* **TRECHO DO DOCUMENTO**
=-=-=-=-=
A falácia do comportamento inseguro

A falácia do comportamento inseguro

Nesses mais de 10 anos trabalhando em consultoria de gestão de riscos, lidando com diversos temas em segurança ocupacional e observando empresas com diversos portes, segmentos, objetivos e desafios, permito-me a fazer algumas considerações e pontuações sobre o tema do comportamento seguro e, consequentemente, do inseguro.

O primeiro ponto que quero levantar é a atenção e o awareness atuais dados a questões culturais e comportamentais dos sujeitos nas organizações, como se finalmente as empresas percebessem que são formadas por indivíduos singulares, únicos, cujas histórias, motivações e modelos mentais não controlam e dominam. De forma geral há um olhar para as pessoas nas organizações, mesmo que esse ainda seja um terreno pouco compreendido e de difícil gestão.

O segundo ponto, e é aqui que quero me deter, é o uso desta subjetividade, como se ela sozinha fosse capaz de determinar resultados e ser responsável por diversas situações dentro das companhias, especialmente em relação à segurança do trabalho. Quantos acidentes possuem como causa comportamentos inseguros? Quantas vezes o indivíduo é o único reponsável por situações de perdas nas companhias?

Tenho certeza que a resposta é MUITAS. E também tenho certeza que muitas vezes o comportamento é só a ponta do iceberg das causas de um desvio, quase acidente ou mesmo acidente, mas por ser o mais fácil de observar acaba sendo o identificado e reportado. Questões de liderança, de aprendizado e de gestão acabam sendo deixadas de lado e o comportamento inseguro aparece como único responsável pelo que não está correto e não como um reflexo do que pode ser aceito e performado em determinada cultura. O comportamento deve ser compreendido como a expressão da cultura, não como algo isolado e fechado em si mesmo.

Recentemente ouvi um relato de um trabalhador que havia feito um bypass para conseguir produtividade em um máquina e quando questionado sobre porque havia feito isso, respondeu que pelo olhar de seu líder sabia que precisava aumentar a produção. Sistemas que falam sobre segurança mas que gratificam (inclusive financeiramente) apenas o cumprimento de metas de produção apontam quais comportamentos devem ser seguidos em uma cultura.
=-=-=-=-=
* **DADOS FORNECIDOS**
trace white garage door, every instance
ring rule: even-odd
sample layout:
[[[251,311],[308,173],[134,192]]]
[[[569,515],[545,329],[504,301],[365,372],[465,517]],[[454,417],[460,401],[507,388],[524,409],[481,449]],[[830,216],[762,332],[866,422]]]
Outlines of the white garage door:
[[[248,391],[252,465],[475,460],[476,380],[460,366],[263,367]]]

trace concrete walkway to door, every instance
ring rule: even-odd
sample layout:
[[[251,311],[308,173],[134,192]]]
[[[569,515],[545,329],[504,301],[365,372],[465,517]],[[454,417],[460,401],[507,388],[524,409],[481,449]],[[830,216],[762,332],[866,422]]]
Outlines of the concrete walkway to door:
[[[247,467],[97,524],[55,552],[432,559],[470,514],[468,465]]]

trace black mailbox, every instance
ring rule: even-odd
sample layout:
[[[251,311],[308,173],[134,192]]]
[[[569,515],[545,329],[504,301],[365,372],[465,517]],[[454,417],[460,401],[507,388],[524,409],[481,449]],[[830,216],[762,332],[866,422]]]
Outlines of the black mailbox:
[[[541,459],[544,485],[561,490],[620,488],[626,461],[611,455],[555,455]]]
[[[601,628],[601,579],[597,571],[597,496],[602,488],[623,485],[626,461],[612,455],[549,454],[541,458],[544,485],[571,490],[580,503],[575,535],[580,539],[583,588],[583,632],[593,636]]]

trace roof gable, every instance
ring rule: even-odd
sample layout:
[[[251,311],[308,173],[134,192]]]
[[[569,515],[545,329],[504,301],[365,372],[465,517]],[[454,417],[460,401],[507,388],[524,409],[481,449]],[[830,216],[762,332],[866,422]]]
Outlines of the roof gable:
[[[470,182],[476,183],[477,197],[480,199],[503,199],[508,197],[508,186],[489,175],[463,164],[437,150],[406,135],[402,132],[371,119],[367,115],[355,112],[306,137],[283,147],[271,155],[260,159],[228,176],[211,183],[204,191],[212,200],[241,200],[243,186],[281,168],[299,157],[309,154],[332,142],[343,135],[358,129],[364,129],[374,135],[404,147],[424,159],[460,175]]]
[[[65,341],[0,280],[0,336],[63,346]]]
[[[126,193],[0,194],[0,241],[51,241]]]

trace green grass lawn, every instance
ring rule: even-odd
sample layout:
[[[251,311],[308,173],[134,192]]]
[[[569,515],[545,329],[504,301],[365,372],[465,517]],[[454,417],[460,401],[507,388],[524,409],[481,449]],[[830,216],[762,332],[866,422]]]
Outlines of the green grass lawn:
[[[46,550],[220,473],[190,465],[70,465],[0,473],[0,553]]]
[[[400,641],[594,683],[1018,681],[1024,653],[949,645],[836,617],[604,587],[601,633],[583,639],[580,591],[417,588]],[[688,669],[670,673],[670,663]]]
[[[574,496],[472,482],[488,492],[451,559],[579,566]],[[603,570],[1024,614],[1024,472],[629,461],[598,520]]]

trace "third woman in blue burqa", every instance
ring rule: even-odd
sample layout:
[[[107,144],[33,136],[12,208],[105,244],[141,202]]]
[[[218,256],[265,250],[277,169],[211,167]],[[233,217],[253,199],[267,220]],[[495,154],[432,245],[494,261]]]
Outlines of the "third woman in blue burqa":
=-=-=-=-=
* **EXERCÍCIOS PROPOSTOS**
(a) No artigo sobre comportamento inseguro, o que respondeu o trabalhador que fez um bypass na máquina quando lhe perguntaram por que havia feito isso?
(b) Extraia do artigo sobre comportamento inseguro o trecho de "Nesses mais de" a "de difícil gestão.".
(c) Continue o artigo sobre comportamento inseguro a partir do ponto em que ele termina.

* **RESPOSTAS DAS TAREFAS**
(a) Respondeu que, pelo olhar de seu líder, sabia que precisava aumentar a produção.

(b)
Nesses mais de 10 anos trabalhando em consultoria de gestão de riscos, lidando com diversos temas em segurança ocupacional e observando empresas com diversos portes, segmentos, objetivos e desafios, permito-me a fazer algumas considerações e pontuações sobre o tema do comportamento seguro e, consequentemente, do inseguro.

O primeiro ponto que quero levantar é a atenção e o awareness atuais dados a questões culturais e comportamentais dos sujeitos nas organizações, como se finalmente as empresas percebessem que são formadas por indivíduos singulares, únicos, cujas histórias, motivações e modelos mentais não controlam e dominam. De forma geral há um olhar para as pessoas nas organizações, mesmo que esse ainda seja um terreno pouco compreendido e de difícil gestão.

(c)
Líderes que dizem que segurança é importante mas promovem o funcionário que quebra galhos, dá seus pulos e flexibiliza regras também mostram em termos comportamentais o que deve ser feito. O papel do líder é importantíssimo, mas não só ele. Na contramão de tudo o que se vive em muitos RHs, os treinamentos de SSO muitas vezes são chatos e enfadonhos. Para 2 horas de integração, 40 slides em ppt: o conteúdo é passado, mas o conhecimento não é construído. Espaços de aprendizagem tornam-se um martírio: ir para a sala fria, expressão que já ouvi, era o castigo dado para quem não aprendia.

Ainda no âmbito do RH, de que forma a organização garante, para gerir os comportamentos desejáveis de seus colaboradores, os perfis psicológicos daqueles que são contratados? E a integração, é realmente eficaz? Extrapolando a questão ainda mais, em um contexto Brasil, onde diversos trabalhadores moram em condições de dificuldades extremas, seja em relação à falta de infraestrutura quanto à exposição à violência, como partir desses pressupostos e desenvolver a percepção de riscos? Como convencer aquele trabalhador que morava com sua família em uma comunidade super violenta e que via tiroteios com bastante frequência que os riscos do seu trabalho também eram significativos?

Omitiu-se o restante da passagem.